Your goal
Going through the data below, please show each line containing the string "building".

Items from a dataset:
┌────────

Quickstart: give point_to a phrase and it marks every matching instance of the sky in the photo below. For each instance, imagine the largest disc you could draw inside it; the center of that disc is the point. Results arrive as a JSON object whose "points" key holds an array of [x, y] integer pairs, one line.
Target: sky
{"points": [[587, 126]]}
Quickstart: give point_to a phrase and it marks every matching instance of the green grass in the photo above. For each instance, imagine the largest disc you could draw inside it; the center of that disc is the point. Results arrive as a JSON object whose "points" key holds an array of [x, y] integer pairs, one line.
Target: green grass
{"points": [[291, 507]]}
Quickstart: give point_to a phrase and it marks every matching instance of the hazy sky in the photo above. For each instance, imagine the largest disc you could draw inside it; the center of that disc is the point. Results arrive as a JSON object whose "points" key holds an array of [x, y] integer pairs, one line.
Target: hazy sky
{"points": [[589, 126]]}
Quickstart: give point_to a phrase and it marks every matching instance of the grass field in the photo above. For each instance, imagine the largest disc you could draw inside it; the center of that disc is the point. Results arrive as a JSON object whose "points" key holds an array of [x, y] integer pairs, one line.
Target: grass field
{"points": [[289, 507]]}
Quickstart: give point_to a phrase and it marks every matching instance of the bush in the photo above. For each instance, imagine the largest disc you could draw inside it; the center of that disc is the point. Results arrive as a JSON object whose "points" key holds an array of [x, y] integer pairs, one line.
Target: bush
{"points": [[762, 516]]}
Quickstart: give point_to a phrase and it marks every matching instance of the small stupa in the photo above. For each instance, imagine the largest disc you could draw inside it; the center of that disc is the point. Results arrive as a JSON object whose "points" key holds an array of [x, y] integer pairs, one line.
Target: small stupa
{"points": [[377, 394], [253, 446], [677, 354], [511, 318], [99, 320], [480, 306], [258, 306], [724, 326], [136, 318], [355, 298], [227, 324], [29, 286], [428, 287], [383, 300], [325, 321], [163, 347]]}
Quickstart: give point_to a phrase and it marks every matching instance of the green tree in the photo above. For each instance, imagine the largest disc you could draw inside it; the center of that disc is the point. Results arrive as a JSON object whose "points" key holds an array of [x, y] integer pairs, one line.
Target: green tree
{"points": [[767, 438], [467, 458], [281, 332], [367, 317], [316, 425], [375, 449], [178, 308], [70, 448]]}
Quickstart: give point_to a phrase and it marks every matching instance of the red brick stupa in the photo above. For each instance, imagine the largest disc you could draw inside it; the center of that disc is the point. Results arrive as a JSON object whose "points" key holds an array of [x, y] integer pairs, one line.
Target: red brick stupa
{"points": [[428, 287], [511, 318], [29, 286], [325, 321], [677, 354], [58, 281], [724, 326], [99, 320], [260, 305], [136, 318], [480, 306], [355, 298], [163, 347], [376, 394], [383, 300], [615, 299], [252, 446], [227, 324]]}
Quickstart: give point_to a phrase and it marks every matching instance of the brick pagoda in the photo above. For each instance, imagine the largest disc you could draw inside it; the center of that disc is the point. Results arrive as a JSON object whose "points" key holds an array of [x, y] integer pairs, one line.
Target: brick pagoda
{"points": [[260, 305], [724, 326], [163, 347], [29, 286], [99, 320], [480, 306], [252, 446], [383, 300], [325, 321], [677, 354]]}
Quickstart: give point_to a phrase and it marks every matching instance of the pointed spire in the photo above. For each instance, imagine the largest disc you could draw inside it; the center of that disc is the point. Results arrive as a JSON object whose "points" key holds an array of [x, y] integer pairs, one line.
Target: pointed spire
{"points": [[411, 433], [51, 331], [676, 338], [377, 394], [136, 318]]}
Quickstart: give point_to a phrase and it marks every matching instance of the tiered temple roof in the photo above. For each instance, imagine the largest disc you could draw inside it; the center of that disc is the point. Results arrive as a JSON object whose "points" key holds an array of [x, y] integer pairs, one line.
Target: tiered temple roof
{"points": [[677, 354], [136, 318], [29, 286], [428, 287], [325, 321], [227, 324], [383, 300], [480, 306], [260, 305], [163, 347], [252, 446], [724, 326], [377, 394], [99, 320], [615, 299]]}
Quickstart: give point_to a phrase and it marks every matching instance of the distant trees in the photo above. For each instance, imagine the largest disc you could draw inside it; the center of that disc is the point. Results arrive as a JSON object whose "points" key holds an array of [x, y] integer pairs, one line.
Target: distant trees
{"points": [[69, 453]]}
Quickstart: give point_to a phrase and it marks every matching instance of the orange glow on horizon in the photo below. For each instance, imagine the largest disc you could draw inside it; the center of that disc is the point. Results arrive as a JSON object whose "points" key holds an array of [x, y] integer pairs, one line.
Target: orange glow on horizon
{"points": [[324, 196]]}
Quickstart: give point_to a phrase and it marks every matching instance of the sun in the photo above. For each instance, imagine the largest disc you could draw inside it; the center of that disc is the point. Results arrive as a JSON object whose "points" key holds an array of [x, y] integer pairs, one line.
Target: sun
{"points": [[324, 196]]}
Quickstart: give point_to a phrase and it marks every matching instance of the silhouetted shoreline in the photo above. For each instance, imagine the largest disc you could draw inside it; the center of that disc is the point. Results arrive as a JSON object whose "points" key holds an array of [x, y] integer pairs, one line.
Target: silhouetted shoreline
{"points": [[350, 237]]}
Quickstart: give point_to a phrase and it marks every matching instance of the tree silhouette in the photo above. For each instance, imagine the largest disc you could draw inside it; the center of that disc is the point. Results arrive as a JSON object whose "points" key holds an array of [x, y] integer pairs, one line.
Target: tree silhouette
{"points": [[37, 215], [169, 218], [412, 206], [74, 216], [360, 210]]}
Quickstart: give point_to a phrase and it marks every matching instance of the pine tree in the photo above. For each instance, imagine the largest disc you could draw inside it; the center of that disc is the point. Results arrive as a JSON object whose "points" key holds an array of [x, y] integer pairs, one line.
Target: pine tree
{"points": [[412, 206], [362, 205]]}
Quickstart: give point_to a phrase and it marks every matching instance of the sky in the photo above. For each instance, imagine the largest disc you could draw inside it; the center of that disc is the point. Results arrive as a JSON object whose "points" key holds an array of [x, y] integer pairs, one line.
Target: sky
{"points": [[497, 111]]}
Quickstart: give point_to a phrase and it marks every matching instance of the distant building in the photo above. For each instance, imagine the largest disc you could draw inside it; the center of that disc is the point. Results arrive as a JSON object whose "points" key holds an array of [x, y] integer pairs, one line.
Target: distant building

└────────

Written solution
Quickstart: give point_to a phrase and it marks every matching instance of the distant building in the photo above. For each instance, imagine the largest disc you could draw inside it; the center of that disc is the point. Results arrive as a JSON object whose "points" key holds an array of [x, y] integer pairs, one line.
Target: distant building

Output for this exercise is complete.